--- TASK ---
Return, unchanged and character for character, the lines from the line containing "of the sepia" through the line containing "[(80, 174)]", including both of those lines.

--- ENTRIES SHOWN ---
[start]

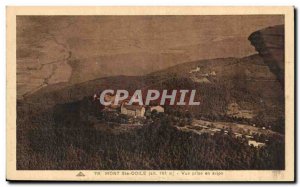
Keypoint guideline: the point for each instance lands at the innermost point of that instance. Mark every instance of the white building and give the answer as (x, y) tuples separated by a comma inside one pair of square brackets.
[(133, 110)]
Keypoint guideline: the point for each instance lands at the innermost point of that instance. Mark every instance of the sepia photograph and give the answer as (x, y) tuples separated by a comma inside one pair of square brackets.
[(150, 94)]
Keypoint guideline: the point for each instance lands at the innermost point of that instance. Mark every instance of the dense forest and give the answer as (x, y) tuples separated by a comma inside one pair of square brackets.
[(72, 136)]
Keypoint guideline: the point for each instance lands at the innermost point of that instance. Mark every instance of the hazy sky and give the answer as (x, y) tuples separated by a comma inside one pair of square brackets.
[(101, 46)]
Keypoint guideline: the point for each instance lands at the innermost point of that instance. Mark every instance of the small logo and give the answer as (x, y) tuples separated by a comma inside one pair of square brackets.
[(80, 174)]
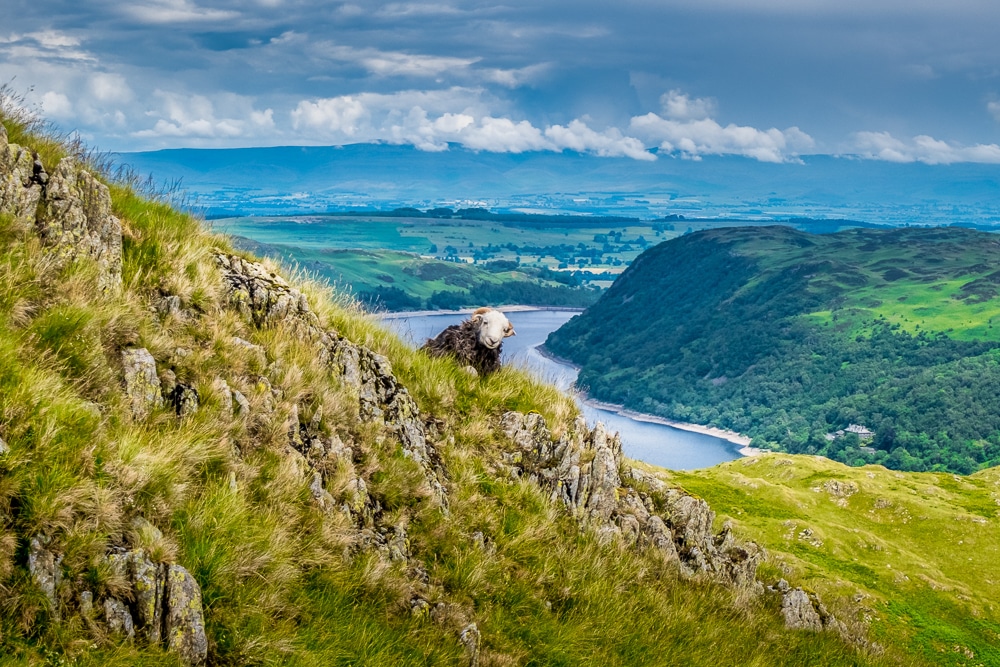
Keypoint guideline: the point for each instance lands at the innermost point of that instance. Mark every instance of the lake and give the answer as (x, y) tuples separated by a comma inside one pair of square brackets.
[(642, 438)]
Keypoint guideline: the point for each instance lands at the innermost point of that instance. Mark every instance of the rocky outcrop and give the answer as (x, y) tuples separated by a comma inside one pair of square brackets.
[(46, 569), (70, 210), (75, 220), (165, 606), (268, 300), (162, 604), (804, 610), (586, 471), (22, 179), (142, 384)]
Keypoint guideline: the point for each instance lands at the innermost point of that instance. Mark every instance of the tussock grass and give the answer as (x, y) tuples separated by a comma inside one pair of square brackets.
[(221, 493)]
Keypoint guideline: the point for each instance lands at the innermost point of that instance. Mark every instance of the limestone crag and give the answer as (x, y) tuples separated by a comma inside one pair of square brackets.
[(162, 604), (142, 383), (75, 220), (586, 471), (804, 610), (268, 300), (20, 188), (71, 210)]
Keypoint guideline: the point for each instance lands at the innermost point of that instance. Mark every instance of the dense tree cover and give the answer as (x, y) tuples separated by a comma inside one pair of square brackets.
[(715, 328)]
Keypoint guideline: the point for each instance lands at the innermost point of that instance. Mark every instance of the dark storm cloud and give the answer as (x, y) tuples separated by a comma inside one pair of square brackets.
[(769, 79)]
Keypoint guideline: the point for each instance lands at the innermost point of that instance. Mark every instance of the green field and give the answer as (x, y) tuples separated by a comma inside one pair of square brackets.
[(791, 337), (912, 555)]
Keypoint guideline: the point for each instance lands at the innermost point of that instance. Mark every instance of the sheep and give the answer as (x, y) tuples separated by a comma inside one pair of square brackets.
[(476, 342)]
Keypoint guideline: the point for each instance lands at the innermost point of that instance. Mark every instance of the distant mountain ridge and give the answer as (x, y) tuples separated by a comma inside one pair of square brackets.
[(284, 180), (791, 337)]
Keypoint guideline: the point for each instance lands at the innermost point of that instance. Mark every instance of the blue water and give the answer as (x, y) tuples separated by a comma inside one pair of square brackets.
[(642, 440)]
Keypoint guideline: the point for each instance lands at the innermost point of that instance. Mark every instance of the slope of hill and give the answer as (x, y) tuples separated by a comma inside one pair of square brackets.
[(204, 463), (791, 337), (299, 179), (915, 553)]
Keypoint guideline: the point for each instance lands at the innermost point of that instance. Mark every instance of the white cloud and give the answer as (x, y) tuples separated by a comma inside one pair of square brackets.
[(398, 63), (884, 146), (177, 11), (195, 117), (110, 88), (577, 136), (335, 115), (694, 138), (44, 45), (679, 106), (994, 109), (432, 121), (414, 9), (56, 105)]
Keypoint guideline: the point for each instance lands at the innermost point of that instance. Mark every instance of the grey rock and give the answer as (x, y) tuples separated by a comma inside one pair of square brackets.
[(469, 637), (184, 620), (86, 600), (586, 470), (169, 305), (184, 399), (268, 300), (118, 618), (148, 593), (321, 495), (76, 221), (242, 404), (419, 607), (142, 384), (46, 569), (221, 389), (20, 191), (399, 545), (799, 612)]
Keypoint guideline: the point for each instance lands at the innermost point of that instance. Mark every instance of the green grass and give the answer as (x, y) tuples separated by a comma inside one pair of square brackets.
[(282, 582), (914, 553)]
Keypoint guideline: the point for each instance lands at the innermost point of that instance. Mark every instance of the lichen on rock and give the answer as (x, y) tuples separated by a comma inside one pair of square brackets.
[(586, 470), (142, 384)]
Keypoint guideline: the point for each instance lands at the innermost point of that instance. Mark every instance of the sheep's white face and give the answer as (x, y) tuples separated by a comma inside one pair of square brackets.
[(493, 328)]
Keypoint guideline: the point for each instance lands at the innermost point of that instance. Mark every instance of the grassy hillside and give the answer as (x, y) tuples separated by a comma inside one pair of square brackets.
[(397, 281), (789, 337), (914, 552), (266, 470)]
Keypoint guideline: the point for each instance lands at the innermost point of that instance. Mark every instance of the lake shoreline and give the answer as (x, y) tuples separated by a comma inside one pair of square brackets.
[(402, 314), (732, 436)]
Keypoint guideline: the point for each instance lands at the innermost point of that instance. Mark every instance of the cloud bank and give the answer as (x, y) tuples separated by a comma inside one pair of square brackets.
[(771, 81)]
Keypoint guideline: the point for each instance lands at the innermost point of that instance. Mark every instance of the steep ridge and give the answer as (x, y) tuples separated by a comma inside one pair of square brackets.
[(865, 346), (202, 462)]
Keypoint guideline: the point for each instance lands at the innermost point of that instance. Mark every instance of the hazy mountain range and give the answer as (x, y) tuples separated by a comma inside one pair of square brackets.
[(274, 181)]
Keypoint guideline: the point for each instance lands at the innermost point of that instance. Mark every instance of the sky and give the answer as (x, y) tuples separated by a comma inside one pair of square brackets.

[end]

--- ANSWER IN FULL ---
Keypoint guideline: the point for each instance lands at the innermost point of that instance. Mark every instance of the sepia photograph and give the answer as (x, y) tuples separated by a comma inside one pair of square brackets.
[(150, 94)]
Keypoint guideline: the point for each instance lands at the innermost point of that instance. Mark every instance of the dense forest and give the answer as (x, y) tuples separated by a comma inside one pair of square brackets.
[(72, 136)]
Keypoint guideline: the point for each instance lands at the innermost point of that instance. Mark every instance of the hazy sky and give the answer as (x, y) tuples separated by a comma inside one pair of square brackets.
[(101, 46)]
Keypoint guideline: the point for each instance lands at the innermost point of that instance. Mark every instance of the small logo and give the answer as (x, y) tuples separated by a comma inside one pair of square brackets.
[(80, 174)]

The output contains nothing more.